> [PASSAGE GIVEN]
↓↓↓

The preceding table indicates that the Bank’s NPV would be expected to decrease in the event of a sudden and sustained 100 to 300 basis point increase in prevailing interest rates and decrease slightly in the event of a sudden and sustained decrease of 100 basis points in rates. The expected decrease in the Bank’s NPV given a larger increase in rates is primarily attributable to the relatively high percentage of fixed-rate loans in the Bank’s loan portfolio. At December 31, 2011, approximately 61.3% of the loan portfolio consisted of fixed-rate loans.

 

Certain assumptions utilized by the OCC in assessing the interest rate risk of savings associations within its region were utilized in preparing the preceding tables. These assumptions relate to interest rates, loan prepayment rates, deposit decay rates and the market values of certain assets under differing interest rate scenarios, among others.

 

As with any method of measuring interest rate risk, certain shortcomings are inherent in the method of analysis presented in the foregoing table. For example, although certain assets and liabilities may have similar maturities or periods to repricing, they may react in different degrees to changes in market interest rates. Also, the interest rates on certain types of assets and liabilities may fluctuate in advance of changes in market interest rates, while interest rates on other types may lag behind changes in market rates. Additionally, certain assets, such as adjustable-rate mortgage loans, have features that restrict changes in interest rates on a short-term basis and over the life of the asset. Further, in the event of a change in interest rates, expected rates of prepayments on loans and early withdrawals from certificates of deposit could deviate significantly from those assumed in calculating the table.

 

-47-
 

 

FIRST SAVINGS FINANCIAL GROUP, INC.

PART I - ITEM 4

 

CONTROLS AND PROCEDURES

 

Controls and Procedures

 

The Company’s management, including the Company’s principal executive officer and the Company’s principal financial officer, have evaluated the effectiveness of the Company’s “disclosure controls and procedures,” as such term is defined in Rule 13a-15(e) of the Securities Exchange Act of 1934, as amended. Based on their evaluation, the principal executive officer and the principal financial officer concluded that, as of the end of the period covered by this report, the Company’s disclosure controls and procedures were effective for the purpose of ensuring that information required to be disclosed in reports that the Company files or submits under the Exchange Act with the SEC (1) is recorded, processed, summarized, and reported within the time periods specified in the SEC’s Rules and Forms and (2) is accumulated and communicated to the Company’s management, including its principal executive and principal financial officers, as appropriate to allow timely decisions regarding required disclosure.

 

During the quarter ended December 31, 2011, there were no changes in the Company's internal control over financial reporting that materially affected, or are reasonably likely to materially affect, the Company’s internal control over financial reporting.

↑↑↑

> [SET OF TASKS]
**A.** Answer these questions from the filing excerpt:
(i) At December 31, 2011, approximately what percentage of the loan portfolio consisted of fixed-rate loans?
(ii) Whose assumptions were used in preparing the preceding tables?
(iii) Which rule of the Securities Exchange Act of 1934 defines "disclosure controls and procedures"?
**B.** Reproduce the filing excerpt verbatim from "Certain assumptions utilized" up to and including "scenarios, among others.".
The rows that follow have no connection to the filing excerpt.

> [PROVIDED RECORDS]
↓↓↓

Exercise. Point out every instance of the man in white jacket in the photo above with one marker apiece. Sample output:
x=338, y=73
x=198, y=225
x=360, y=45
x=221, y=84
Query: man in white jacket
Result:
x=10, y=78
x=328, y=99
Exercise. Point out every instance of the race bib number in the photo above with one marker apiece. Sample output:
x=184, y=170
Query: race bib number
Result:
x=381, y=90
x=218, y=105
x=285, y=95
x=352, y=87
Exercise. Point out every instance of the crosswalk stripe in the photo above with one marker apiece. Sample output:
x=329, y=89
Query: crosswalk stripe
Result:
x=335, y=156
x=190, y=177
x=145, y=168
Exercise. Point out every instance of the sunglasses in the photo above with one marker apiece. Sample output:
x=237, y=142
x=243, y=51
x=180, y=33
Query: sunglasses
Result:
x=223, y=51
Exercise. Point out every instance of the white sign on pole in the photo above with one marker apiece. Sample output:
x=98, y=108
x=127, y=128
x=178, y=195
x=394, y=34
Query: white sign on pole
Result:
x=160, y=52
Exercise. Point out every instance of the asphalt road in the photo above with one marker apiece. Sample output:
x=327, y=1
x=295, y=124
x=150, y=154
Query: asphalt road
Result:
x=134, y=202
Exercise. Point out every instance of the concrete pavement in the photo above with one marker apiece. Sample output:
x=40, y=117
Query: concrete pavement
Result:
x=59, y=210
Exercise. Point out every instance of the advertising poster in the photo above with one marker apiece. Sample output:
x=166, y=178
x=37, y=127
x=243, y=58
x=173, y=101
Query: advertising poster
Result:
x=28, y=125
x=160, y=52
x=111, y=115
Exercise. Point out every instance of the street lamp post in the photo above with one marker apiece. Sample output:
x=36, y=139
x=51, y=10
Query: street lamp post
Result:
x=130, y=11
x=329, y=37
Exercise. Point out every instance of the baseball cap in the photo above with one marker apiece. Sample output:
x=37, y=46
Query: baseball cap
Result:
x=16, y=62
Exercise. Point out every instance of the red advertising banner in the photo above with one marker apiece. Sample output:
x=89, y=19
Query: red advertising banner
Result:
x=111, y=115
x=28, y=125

↑↑↑

> [EXERCISE RESPONSES]
**A.**
(i) Approximately 61.3%.
(ii) The OCC's.
(iii) Rule 13a-15(e).

**B.**
Certain assumptions utilized by the OCC in assessing the interest rate risk of savings associations within its region were utilized in preparing the preceding tables. These assumptions relate to interest rates, loan prepayment rates, deposit decay rates and the market values of certain assets under differing interest rate scenarios, among others.